### OBJETIVO DEL EJERCICIO
Copia sin cambios el fragmento del texto sobre Claudio López Lamadrid que comienza en "Claudio López Lamadrid." y termina en "ejemplar del mismo.".

### DOCUMENTO

* * *

Claudio López Lamadrid. Foto: Santi Cogolludo
Robar a Claudio
Luna Miguel
No sé cuál era tu música favorita, pero recuerdo un día, o tal vez una semana, en la que de la puerta de tu despacho sólo salía "Aligers", de Calexico. Cuando se terminaba, la volvías a poner. Creo que es la única instrumental de todo el disco. Una y otra vez esos acordes que hacían pensar en los viajes larguísimos que a menudo nos contabas y de los que traías libros que aquí, tal vez, nunca llegarían. Más de una vez me sentí tentada de robarlos, pero no hacía falta porque tú preguntabas ¿cuál quieres?, y nadie de tu alrededor se sentaba hasta que apareciera un ejemplar del mismo.

* * *

### REGISTROS
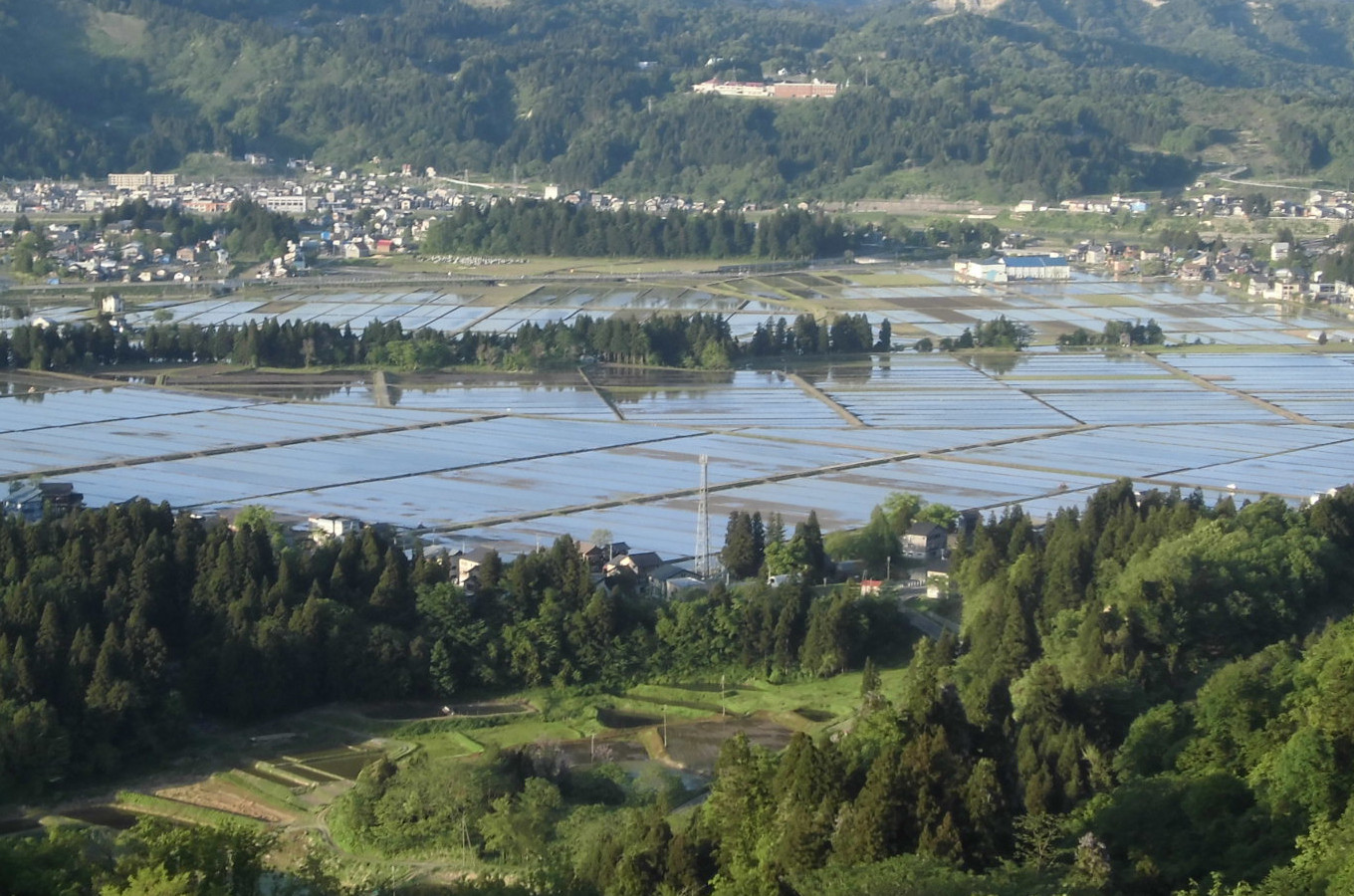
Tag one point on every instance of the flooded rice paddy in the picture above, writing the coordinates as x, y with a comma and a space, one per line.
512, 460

* * *

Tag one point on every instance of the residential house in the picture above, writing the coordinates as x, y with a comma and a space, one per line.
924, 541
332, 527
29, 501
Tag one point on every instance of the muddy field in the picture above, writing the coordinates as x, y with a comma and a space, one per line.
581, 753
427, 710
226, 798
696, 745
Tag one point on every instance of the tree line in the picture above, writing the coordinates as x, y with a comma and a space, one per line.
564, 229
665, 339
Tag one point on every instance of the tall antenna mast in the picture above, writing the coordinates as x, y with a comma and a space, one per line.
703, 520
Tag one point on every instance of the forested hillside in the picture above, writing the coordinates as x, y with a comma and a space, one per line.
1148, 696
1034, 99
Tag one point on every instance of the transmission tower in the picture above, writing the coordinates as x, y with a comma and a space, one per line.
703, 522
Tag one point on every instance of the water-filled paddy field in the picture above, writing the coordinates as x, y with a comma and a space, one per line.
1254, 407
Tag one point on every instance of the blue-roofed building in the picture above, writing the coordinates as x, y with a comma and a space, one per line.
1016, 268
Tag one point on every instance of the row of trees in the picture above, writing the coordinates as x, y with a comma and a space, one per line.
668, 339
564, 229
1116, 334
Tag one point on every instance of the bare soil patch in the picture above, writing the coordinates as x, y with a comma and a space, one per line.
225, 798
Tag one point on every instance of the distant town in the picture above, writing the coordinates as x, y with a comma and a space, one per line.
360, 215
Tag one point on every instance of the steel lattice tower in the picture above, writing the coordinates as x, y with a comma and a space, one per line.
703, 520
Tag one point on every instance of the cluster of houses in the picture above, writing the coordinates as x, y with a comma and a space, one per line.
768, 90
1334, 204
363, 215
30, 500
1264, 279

* * *

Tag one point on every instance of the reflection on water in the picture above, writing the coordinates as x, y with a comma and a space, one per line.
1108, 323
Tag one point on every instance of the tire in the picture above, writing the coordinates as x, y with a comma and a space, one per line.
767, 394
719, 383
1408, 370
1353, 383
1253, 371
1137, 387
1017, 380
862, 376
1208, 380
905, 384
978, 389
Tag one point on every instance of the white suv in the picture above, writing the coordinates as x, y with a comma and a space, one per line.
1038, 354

* * *

### RESULTADO DEL EJERCICIO
Claudio López Lamadrid. Foto: Santi Cogolludo
Robar a Claudio
Luna Miguel
No sé cuál era tu música favorita, pero recuerdo un día, o tal vez una semana, en la que de la puerta de tu despacho sólo salía "Aligers", de Calexico. Cuando se terminaba, la volvías a poner. Creo que es la única instrumental de todo el disco. Una y otra vez esos acordes que hacían pensar en los viajes larguísimos que a menudo nos contabas y de los que traías libros que aquí, tal vez, nunca llegarían. Más de una vez me sentí tentada de robarlos, pero no hacía falta porque tú preguntabas ¿cuál quieres?, y nadie de tu alrededor se sentaba hasta que apareciera un ejemplar del mismo.